What the task requires
Your answer must restate each entry below word for word, with no pictures in it.

Extracted data
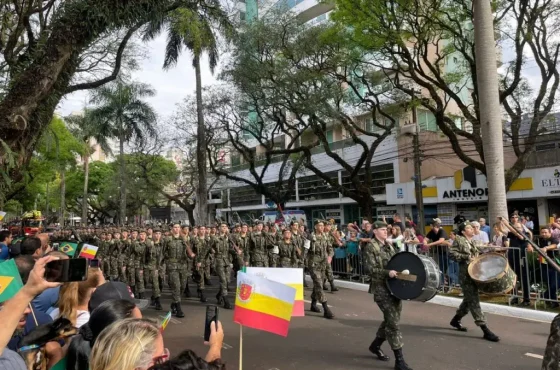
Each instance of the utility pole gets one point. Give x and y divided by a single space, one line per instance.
490 110
418 173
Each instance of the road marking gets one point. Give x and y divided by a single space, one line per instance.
534 356
306 301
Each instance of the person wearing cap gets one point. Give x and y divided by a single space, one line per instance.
257 247
377 252
317 265
464 251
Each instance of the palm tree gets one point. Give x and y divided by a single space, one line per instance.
119 105
193 28
90 132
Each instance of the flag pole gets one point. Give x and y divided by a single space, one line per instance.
240 347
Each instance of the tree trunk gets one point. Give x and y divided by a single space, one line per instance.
86 181
62 197
202 192
489 105
122 177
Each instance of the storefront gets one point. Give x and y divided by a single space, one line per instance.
536 193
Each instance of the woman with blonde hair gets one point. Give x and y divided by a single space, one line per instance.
74 298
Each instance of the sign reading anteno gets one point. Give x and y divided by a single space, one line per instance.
467 174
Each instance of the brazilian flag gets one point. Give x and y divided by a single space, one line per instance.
69 248
10 281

Exercise answer
Each instance of the utility pole gets one point. Give x and y divided by a single space, one line per instance.
490 110
418 173
Each instance of the road marking gets one point. Give x and y divided by a single space, one line per instance.
534 356
306 301
Each instance of the person wearing cap gets one point. Give x and y divided by a single space, one line per instance.
257 247
377 252
317 265
464 251
Each instance of the palm tree gets one point. Give x and y divided by a single space, one line per instance.
119 105
193 28
90 132
Each instance of the flag pole gets one point. Give x and y divided by a single space, one line per instance.
240 347
Each instance of the tree trunk gets one point. Give x and y divided by a single space, one line per instance.
86 181
62 197
202 192
489 105
122 177
Each instance of the storefront gets one point. Give x and y divided by a single space, one line per instance.
536 193
Each instance of the woman with blonde hair gets one point. Give x and y divided by a single space, one line per instance.
74 298
Each instance of the sign reading anteno gets one point. Give x and y divided by a single space, one line per instance.
467 174
Each instance of the brazilian flag gets one point. Give x and y divided by a single space, one line per instance.
69 248
10 281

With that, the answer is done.